PAGE EXCERPT:

"""

The bloc is racing to compete with the United States and China to avoid businesses relocating to Asia or North America where energy costs are cheaper, but EU member states are divided on how to respond.
European Commission President Ursula von der Leyen outlined the bloc's proposals, welcomed by France and Germany, but said there would be no immediate new EU funding.
"We need to work with what we have right now," she said.
The majority of the EU response involves repackaging already existing funds -- a stop-gap measure that has earned much criticism -- that would be worth around 250 billion euros ($270 billion) for the green transition.
"What we are looking at is that we have a level playing field in the global competition," von der Leyen said.
She left the door open to establishing a new EU fund in the future.
But that idea has already been strongly opposed by some member states including Denmark and the Netherlands which oppose throwing new money at the problem, or boosting borrowing to resolve it.
"If you have state aid, the other side of the coin has to be funding at the EU level," von der Leyen told a news conference.
The new measures give flexibility on providing aid to companies in the green and renewable energy sector and those involved in the decarbonisation of industry.
There will also be tax breaks for companies in strategic net-zero sectors.
- Dialogue with US -
The package is a response to a landmark US spending bill last year that funnels $370 billion into subsidies for America's energy transition -- including tax cuts for US-made electric cars and batteries, which has left European manufacturers dismayed.
European countries are unnerved by parts of the Inflation Reduction Act (IRA) which offers lavish advantages for US purchasers of electric vehicles if they "Buy American".

"""

DATASET RECORDS:
"""

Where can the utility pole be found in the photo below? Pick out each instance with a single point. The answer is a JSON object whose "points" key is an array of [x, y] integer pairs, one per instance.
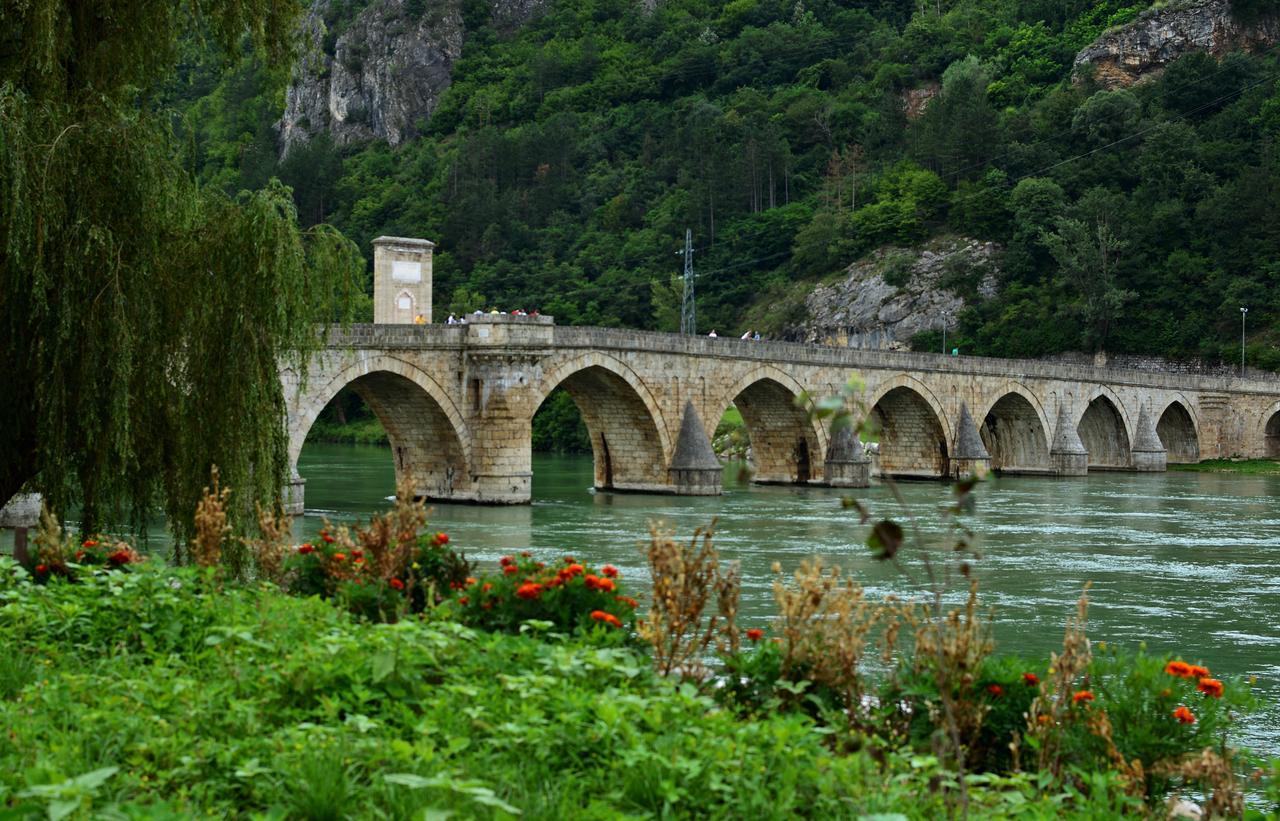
{"points": [[688, 318], [1244, 313]]}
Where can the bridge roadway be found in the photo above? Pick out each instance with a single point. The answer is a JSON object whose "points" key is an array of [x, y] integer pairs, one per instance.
{"points": [[458, 401]]}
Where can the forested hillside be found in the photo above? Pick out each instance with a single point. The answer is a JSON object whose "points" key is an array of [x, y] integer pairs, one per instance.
{"points": [[562, 165]]}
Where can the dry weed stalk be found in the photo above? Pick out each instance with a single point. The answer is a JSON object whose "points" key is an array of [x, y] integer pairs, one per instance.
{"points": [[1045, 719], [684, 582], [211, 525], [824, 621], [272, 547], [1214, 770], [951, 646]]}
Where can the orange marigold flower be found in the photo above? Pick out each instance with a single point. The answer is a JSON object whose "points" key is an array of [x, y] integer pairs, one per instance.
{"points": [[1210, 687]]}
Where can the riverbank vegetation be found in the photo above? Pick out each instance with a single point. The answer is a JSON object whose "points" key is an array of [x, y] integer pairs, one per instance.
{"points": [[376, 673]]}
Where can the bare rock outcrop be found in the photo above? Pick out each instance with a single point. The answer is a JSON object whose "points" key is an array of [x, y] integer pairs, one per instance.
{"points": [[895, 293], [379, 72], [1142, 49]]}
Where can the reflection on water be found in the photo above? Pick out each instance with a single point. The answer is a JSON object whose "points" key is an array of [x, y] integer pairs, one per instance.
{"points": [[1187, 562]]}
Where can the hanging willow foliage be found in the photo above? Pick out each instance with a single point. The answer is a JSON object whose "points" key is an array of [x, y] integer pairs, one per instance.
{"points": [[144, 319]]}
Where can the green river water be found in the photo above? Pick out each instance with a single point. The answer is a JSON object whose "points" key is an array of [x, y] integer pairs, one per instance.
{"points": [[1188, 562], [1185, 562]]}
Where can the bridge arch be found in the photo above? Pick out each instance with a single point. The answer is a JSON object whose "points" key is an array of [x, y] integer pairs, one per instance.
{"points": [[630, 439], [1179, 432], [429, 438], [1015, 429], [1271, 432], [1105, 429], [913, 429], [786, 446]]}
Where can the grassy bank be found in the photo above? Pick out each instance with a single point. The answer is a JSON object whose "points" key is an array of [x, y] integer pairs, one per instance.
{"points": [[1248, 466], [152, 694]]}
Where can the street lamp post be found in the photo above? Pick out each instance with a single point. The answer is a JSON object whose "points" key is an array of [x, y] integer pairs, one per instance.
{"points": [[1244, 313]]}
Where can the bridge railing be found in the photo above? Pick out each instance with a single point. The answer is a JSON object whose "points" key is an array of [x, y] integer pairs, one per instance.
{"points": [[443, 336]]}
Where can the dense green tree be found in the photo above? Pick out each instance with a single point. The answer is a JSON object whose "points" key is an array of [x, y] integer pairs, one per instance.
{"points": [[142, 317]]}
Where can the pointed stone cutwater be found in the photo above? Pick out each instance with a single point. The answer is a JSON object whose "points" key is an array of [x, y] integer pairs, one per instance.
{"points": [[694, 469], [969, 456], [1147, 452], [848, 464], [1068, 455]]}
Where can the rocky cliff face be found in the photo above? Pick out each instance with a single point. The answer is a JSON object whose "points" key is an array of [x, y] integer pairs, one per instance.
{"points": [[380, 72], [895, 293], [1143, 48]]}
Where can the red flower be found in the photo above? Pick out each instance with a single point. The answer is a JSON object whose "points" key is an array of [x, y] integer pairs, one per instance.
{"points": [[1210, 687]]}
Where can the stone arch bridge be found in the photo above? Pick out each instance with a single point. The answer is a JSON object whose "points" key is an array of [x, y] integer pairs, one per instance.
{"points": [[458, 401]]}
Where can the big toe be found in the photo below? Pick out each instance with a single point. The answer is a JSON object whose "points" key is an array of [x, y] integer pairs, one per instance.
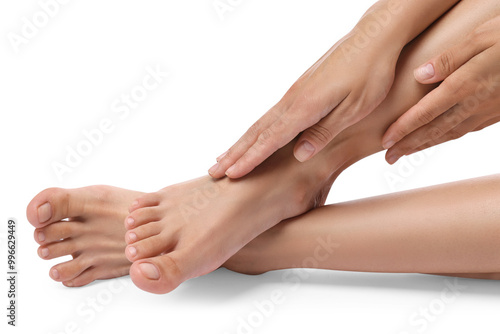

"""

JOBS:
1. Can you rewrite the records as a Markdown table with the columns Row and Line, starting with the line containing "Where can the stone" and going on through the end of the records, leaving out any blank lines and the pictures?
2. Can you extend the article on the EU's response to US green subsidies, picking up after its last sentence?

RESULTS IN ORDER:
1.
| Row | Line |
|---|---|
| 1 | Where can the stone arch bridge be found in the photo above? Pick out each instance with a single point. The answer is a JSON object whose "points" key is an array of [x, y] integer pairs, one per instance. |
| 2 | {"points": [[458, 401]]} |
| 3 | Where can the big toe be found in the photo below? Pick out each instance with a single point. The answer is a JSON object whose "points" key is an array of [x, y] integer pairs, one per instance. |

2.
The EU internal market commissioner Thierry Breton said 350-400 billion euros would be needed to compete with other countries, meaning a shortfall of around 100 billion euros from the amount already announced.
The EU response was worked out against a backdrop of disagreement among member states on how best to protect Europe's businesses, and fears of triggering a trade war.
The EU's competition chief Margrethe Vestager however insisted Brussels would act carefully and the relaxation of state aid rules would be "temporary, well targeted".
"Any action we take must preserve the integrity of our single market," she said.
Germany's Economy Minister Robert Habeck said the plan was "very good" and French counterpart Bruno Le Maire welcomed the "strong proposals".
The two ministers will go to Washington on February 7 to "discuss the IRA's impact on European industry," a French economy ministry source said Wednesday.
Germany and France represent respectively 53 and 24 percent of state aid notified to Brussels since March 2022 when the rules were relaxed following the war in Ukraine.
The EU is pushing the United States to make exemptions for European companies. But a special joint taskforce set up to address Brussels' concerns has yielded little fruit.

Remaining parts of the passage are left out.